WORK INSTRUCTIONS
Nothing but the lines from the one including "Expected: a point placed on each instance of the necklace" through the last line of the entries, restated exactly, should appear in the answer; omit the pictures.

DATA EXTRACT
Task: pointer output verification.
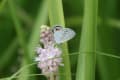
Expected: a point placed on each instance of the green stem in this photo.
(86, 61)
(18, 27)
(34, 38)
(21, 37)
(57, 18)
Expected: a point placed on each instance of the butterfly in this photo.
(61, 34)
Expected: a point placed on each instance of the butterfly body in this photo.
(62, 34)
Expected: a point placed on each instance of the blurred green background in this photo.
(108, 34)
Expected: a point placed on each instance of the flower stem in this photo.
(56, 18)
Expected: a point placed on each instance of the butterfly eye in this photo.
(57, 29)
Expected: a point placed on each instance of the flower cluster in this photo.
(49, 56)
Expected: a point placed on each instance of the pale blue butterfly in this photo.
(62, 34)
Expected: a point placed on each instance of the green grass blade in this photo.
(56, 18)
(86, 61)
(8, 54)
(40, 20)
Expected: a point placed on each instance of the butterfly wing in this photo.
(64, 35)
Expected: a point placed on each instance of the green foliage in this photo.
(20, 22)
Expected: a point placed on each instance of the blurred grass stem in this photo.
(86, 61)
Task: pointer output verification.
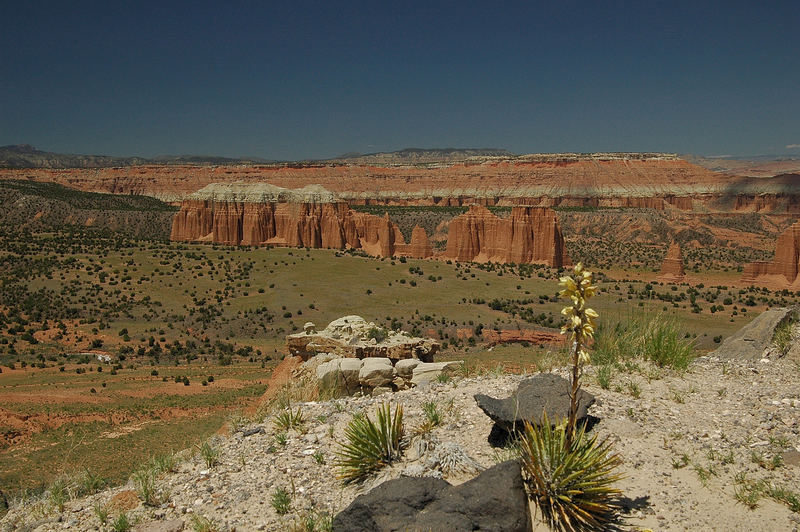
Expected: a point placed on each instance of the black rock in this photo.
(494, 500)
(545, 392)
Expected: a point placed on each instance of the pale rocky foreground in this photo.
(716, 415)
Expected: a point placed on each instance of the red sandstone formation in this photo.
(782, 272)
(315, 225)
(598, 180)
(420, 246)
(672, 266)
(529, 235)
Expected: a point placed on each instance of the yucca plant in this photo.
(371, 445)
(569, 482)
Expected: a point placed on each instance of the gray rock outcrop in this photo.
(749, 342)
(546, 392)
(494, 500)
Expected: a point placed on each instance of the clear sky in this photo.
(296, 79)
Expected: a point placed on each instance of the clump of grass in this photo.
(312, 521)
(59, 493)
(90, 482)
(769, 464)
(289, 419)
(209, 453)
(665, 345)
(658, 339)
(281, 501)
(164, 463)
(782, 338)
(570, 483)
(371, 445)
(147, 487)
(121, 523)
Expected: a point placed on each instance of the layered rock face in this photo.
(645, 180)
(315, 225)
(529, 235)
(782, 271)
(672, 266)
(254, 215)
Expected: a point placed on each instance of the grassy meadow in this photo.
(171, 315)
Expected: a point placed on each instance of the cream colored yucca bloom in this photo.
(580, 325)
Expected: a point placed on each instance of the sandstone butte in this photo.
(529, 235)
(658, 181)
(308, 224)
(672, 266)
(256, 215)
(782, 271)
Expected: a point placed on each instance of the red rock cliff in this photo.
(782, 271)
(529, 235)
(315, 225)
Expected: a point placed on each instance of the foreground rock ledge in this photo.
(494, 500)
(544, 393)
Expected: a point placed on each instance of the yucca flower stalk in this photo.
(580, 327)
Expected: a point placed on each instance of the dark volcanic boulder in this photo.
(494, 500)
(545, 392)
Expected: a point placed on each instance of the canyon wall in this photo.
(782, 271)
(672, 267)
(260, 215)
(654, 181)
(314, 225)
(529, 235)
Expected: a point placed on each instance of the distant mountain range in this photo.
(26, 156)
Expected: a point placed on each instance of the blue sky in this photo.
(317, 79)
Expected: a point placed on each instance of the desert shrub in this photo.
(782, 338)
(568, 474)
(665, 345)
(371, 445)
(121, 523)
(289, 419)
(570, 483)
(147, 487)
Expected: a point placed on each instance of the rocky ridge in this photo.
(687, 444)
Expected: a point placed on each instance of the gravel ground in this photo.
(689, 442)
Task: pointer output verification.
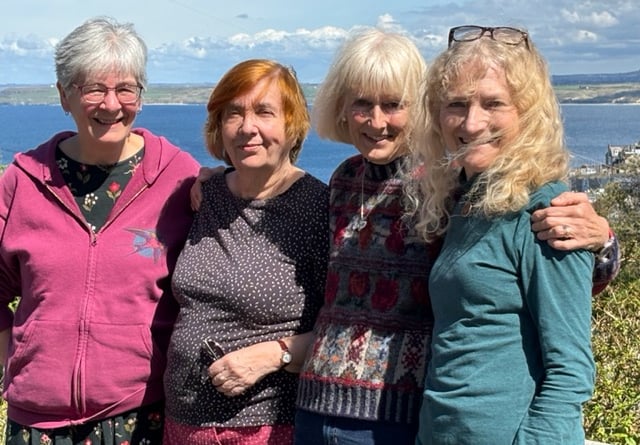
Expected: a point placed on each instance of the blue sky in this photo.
(196, 41)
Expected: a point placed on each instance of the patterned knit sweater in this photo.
(373, 333)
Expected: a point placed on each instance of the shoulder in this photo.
(347, 169)
(542, 197)
(161, 153)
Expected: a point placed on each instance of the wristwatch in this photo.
(285, 359)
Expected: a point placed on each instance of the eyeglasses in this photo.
(96, 93)
(502, 34)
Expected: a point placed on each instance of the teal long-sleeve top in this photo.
(511, 352)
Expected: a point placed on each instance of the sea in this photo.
(588, 131)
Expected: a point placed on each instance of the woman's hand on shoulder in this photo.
(571, 223)
(196, 190)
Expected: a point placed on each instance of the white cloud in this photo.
(594, 18)
(574, 35)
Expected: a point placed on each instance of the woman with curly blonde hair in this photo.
(511, 359)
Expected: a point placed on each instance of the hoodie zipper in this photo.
(77, 373)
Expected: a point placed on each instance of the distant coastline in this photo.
(588, 93)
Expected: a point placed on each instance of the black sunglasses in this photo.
(502, 34)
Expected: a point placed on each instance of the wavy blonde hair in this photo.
(531, 158)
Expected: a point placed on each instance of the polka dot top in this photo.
(251, 271)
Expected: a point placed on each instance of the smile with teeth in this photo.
(383, 137)
(107, 121)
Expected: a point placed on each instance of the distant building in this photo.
(617, 154)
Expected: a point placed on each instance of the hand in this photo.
(237, 371)
(195, 193)
(571, 223)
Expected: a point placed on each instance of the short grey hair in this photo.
(100, 45)
(371, 62)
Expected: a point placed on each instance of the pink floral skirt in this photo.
(179, 434)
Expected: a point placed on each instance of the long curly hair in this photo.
(535, 155)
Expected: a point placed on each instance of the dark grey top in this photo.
(251, 271)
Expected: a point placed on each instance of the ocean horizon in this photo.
(589, 129)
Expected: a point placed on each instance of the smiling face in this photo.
(107, 123)
(377, 126)
(478, 119)
(253, 129)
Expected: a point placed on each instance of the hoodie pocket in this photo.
(121, 361)
(40, 368)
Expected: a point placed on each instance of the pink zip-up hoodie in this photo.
(96, 310)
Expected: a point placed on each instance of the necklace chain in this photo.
(361, 220)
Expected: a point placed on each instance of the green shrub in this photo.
(613, 414)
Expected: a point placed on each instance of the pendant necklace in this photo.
(361, 220)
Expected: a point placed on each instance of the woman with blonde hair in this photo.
(511, 359)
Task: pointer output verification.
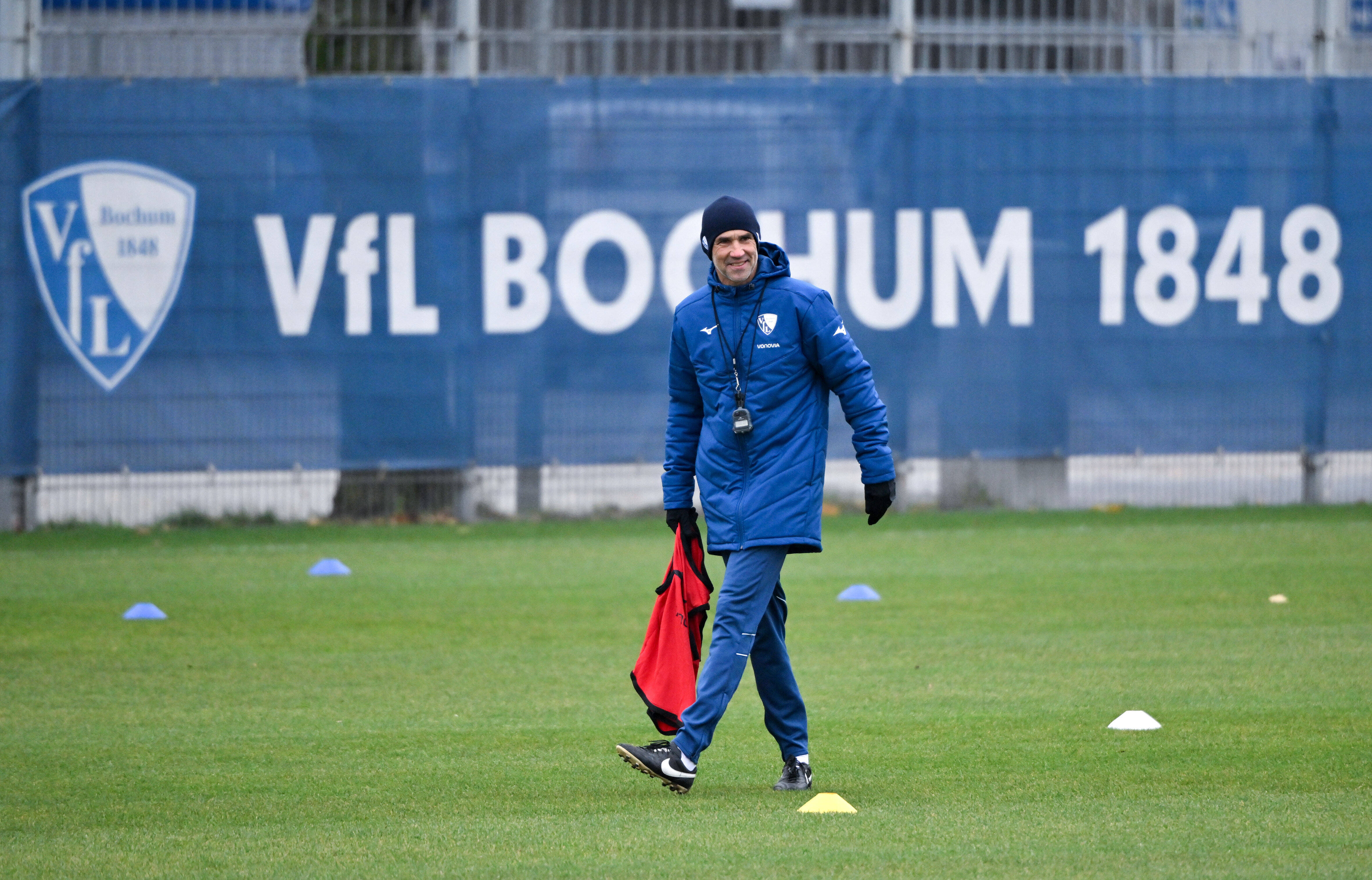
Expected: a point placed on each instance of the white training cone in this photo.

SOLUTION
Expected: a point placed on each instance of the necklace chain in this photo.
(361, 220)
Expected: a point placed on each instance of the green shrub in this photo.
(613, 414)
Expected: a point placed on each instance of the pendant necklace in this photo.
(361, 220)
Expected: a point placed on each instance of the woman with blonde hair in this photo.
(511, 359)
Task: pointer output verification.
Expected: a point placed on each instance of the white training cone in this photo.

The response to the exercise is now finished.